>> BEGIN
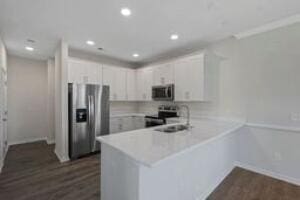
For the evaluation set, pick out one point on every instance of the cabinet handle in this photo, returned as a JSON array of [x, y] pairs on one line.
[[187, 95], [85, 79]]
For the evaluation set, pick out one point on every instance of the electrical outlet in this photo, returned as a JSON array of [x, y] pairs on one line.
[[277, 156], [295, 116]]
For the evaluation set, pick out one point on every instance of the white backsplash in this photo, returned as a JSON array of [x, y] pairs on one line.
[[123, 107], [197, 109]]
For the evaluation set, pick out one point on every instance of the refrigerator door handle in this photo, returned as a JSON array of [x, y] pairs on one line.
[[90, 111], [93, 124]]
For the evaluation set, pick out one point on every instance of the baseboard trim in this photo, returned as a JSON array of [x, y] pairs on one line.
>> END
Swap "evaluation set" for "test set" everywhere it appears in the lines above, changing nothing else. Reproduce all the lines but leave out the pictures.

FULL RESPONSE —
For the test set, pick out one point on every instance of the cabinet handle in this photo, returned as a JSON array of [x, y] pairs on one line.
[[187, 95], [85, 79]]
For the test set, pick out one point on every instance of the electrical outlet in this photo, returned as a JSON array of [x, y] pairs on one line.
[[277, 156], [295, 116]]
For the test set, pick out one point on every instance of the white backsplash in this photo, returned as a JSON array of [x, y] pairs on one line.
[[123, 107], [197, 109]]
For the test set, pick out one point on every instance of the refrigerator door handle in this photo, returned as a JSON array of [x, y] pairs on one line.
[[90, 111], [93, 124]]
For the test set, pick out one point on every instance of the baseboard trim in this photo, returned as a JSON array of [x, y] pairs on one line.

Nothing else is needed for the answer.